Detection examples:
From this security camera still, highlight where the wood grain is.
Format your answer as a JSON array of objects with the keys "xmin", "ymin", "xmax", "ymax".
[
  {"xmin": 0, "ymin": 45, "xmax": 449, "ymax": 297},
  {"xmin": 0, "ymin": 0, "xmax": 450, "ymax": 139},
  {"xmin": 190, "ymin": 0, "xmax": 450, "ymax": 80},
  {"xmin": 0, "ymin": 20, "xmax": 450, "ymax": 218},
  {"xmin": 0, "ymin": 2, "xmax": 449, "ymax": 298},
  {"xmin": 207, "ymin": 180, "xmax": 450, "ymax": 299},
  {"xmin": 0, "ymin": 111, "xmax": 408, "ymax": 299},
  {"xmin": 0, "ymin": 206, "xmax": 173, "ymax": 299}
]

Task requirements:
Count the lines in the listing above that contain the string "xmax", treating uppercase and lowercase letters as different. Reply with the number alone.

Solution:
9